◆ Passage shown

Two killed, one hurt as Sudanese warplanes bomb Nuba Mountains
April 18, 2001 (AFP)
At least two people were killed and one wounded when Sudanese government aircraft twice bombed civilians gathered at an airstrip in the Nuba Mountains region of central Sudan, the Sudan People's Liberation Army (SPLA) confirmed Wednesday.
SPLA spokesman Samson Kwaje told AFP by telephone that two people, named as Yousuf Hassan and El-Amin Kuku, died when Antonov planes dropped 14 bombs at Kauda airstrip near a school run by the Roman Catholic Comboni missionary order on Monday.
On Tuesday, the Antonov planes again dropped eight bombs at Changaru, near the airstrip, wounding a student named Salah Hassan, Kwaje said.
He said the bombing had continued daily throughout February, March and April.
Earlier, a statement released here by Comboni missionary, Father Renato Kizito, said planes first struck when people gathered at Kauda to bid farewell to visiting representatives of Italian aid agencies and to carry goods brought by the visitors.

◆ Entries supplied

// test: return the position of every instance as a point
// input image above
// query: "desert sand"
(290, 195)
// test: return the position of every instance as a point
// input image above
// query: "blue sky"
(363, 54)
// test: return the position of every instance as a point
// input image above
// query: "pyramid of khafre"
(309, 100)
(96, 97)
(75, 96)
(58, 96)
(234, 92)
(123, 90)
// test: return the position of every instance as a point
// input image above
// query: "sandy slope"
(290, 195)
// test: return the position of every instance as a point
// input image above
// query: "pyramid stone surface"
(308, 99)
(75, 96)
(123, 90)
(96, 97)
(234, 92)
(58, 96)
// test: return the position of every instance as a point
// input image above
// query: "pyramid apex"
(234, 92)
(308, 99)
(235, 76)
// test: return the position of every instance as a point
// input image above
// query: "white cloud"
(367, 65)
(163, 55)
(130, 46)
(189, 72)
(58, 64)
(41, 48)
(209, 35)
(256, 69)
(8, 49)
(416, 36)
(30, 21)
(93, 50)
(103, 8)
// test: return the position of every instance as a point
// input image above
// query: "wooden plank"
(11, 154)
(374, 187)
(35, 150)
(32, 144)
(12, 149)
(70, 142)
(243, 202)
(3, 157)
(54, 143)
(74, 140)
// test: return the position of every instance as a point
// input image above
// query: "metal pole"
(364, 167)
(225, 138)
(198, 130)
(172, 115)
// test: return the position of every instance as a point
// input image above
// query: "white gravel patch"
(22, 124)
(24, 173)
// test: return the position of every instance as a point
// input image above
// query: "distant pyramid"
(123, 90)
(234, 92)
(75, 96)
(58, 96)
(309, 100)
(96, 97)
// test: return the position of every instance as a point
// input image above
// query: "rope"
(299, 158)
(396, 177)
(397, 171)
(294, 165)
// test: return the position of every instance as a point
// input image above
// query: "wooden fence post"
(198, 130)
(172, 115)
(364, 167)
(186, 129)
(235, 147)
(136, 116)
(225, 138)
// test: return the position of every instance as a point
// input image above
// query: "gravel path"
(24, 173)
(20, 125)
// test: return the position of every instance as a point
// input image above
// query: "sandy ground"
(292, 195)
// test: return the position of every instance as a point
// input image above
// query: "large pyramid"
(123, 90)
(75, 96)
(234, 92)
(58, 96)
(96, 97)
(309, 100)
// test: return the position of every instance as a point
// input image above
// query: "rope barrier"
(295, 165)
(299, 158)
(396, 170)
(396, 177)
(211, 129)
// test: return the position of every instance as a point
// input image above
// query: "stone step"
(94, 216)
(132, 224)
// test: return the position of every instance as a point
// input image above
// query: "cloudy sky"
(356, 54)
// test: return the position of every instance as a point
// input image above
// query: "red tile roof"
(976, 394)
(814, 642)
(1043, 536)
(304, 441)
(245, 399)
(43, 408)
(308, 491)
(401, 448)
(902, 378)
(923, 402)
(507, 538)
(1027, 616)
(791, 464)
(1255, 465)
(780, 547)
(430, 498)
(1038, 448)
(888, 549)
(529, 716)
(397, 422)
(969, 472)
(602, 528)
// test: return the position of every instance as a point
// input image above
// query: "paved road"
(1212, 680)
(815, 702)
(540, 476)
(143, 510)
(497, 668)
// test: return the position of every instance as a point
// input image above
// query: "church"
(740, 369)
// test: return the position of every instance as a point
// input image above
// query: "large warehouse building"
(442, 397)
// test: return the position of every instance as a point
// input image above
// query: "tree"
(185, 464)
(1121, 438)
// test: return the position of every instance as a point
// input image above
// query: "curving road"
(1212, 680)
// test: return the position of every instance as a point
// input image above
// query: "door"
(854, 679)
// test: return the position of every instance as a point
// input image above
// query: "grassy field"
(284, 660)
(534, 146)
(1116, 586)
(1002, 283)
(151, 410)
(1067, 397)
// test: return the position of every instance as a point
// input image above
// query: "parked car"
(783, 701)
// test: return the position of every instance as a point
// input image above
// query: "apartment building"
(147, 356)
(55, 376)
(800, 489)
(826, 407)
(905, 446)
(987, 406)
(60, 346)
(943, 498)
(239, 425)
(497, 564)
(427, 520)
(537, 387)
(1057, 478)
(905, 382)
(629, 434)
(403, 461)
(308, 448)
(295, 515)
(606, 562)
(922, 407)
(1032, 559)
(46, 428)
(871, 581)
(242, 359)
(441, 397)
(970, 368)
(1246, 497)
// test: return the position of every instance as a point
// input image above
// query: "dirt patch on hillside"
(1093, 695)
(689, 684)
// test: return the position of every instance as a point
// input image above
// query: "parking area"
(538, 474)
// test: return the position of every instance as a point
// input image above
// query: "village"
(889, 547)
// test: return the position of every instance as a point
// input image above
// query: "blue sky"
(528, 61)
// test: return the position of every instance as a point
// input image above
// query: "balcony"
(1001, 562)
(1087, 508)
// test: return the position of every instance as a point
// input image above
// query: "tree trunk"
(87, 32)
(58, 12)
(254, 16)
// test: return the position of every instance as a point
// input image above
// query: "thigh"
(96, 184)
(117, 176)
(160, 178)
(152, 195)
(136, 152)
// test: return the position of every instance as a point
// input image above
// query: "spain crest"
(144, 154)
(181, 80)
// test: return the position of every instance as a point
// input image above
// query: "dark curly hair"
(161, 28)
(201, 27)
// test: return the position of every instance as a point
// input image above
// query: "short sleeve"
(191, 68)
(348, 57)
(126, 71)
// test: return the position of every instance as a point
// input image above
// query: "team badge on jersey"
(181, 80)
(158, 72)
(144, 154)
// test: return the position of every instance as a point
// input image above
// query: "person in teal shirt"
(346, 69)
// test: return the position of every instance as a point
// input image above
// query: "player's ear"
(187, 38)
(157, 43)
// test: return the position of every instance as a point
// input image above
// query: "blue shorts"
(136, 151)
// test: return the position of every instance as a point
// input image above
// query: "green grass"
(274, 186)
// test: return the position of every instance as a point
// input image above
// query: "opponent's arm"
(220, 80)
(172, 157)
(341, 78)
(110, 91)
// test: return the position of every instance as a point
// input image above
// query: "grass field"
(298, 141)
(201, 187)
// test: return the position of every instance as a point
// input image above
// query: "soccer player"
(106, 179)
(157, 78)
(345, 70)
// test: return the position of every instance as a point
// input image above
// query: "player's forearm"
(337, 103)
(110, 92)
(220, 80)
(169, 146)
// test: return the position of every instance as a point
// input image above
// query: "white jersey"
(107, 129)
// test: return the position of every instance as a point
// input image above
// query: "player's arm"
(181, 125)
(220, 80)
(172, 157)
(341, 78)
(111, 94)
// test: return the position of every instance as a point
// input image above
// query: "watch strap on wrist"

◆ Exercise brief
According to the news report on the Nuba Mountains bombing, how many bombs did the Antonov planes drop at Changaru on Tuesday?

◆ Expected answer
Eight bombs.